Records for processing:
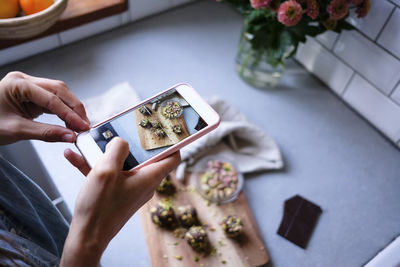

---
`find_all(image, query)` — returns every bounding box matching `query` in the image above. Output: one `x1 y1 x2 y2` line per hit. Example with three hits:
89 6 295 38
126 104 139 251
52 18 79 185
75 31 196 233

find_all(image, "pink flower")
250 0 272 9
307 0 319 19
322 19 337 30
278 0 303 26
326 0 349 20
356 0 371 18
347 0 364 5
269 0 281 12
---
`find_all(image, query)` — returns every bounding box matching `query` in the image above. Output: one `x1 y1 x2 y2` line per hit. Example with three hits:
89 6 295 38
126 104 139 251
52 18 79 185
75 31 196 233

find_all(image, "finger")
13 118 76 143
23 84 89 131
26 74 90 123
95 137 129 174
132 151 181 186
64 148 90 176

...

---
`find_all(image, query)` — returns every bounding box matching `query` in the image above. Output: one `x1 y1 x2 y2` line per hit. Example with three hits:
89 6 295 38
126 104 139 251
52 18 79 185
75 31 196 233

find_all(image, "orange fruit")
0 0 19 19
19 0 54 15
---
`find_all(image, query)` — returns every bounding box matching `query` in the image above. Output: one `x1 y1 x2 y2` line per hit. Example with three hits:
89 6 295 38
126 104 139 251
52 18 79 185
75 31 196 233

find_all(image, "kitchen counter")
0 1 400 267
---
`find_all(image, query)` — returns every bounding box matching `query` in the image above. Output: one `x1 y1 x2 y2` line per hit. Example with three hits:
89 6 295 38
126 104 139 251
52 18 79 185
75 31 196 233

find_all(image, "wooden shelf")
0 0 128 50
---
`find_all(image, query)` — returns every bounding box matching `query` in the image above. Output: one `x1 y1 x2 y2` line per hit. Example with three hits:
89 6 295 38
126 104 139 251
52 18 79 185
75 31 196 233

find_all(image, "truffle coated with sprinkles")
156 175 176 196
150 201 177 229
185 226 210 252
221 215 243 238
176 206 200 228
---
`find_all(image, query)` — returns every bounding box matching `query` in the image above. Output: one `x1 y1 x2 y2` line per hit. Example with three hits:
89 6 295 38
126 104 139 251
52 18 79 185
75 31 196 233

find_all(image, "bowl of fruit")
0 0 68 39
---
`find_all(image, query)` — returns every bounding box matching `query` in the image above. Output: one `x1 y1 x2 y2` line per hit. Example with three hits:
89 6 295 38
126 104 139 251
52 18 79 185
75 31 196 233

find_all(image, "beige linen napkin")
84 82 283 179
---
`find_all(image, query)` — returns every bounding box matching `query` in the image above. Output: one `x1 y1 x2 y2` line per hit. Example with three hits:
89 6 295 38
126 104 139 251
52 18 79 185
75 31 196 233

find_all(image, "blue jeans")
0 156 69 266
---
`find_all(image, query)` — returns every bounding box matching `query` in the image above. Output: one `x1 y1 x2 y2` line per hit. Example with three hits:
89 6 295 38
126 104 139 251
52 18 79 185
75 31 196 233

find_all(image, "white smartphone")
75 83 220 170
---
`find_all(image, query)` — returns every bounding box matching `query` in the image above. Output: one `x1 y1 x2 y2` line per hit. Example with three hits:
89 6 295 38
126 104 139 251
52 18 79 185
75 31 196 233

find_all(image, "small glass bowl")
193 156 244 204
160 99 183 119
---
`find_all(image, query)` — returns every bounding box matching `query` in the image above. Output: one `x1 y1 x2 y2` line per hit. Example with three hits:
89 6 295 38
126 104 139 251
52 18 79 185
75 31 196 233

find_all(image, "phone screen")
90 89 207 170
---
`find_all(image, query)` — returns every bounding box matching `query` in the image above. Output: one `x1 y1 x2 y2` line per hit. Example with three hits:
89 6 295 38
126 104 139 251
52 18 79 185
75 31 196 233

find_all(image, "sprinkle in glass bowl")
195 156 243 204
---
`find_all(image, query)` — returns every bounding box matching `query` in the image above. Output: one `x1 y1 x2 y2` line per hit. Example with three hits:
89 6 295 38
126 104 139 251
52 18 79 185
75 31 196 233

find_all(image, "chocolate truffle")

==

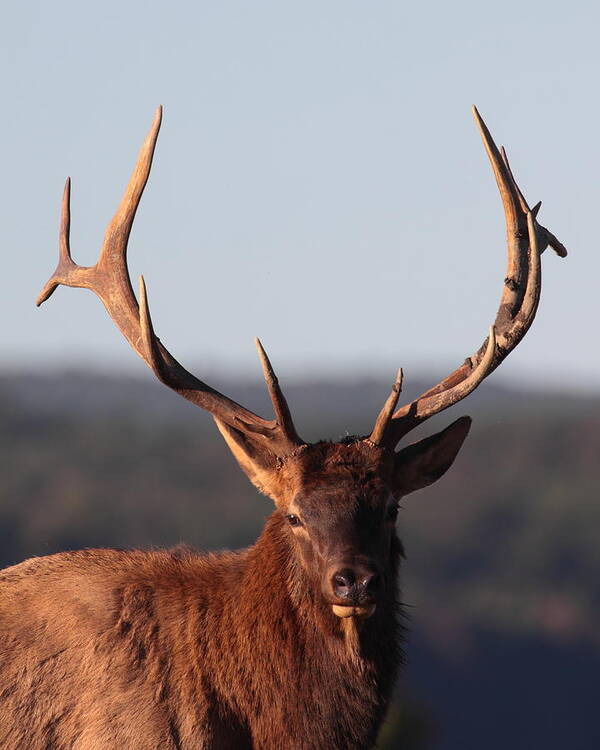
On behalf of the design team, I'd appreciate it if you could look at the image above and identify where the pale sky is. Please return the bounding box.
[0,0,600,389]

Written exercise:
Find every line in the data above that contains the string "fruit", and copy each of those lines in full. Matching is case-sensitive.

The completed task:
find_all(image, "orange fruit")
find_all(image, "bowl of fruit")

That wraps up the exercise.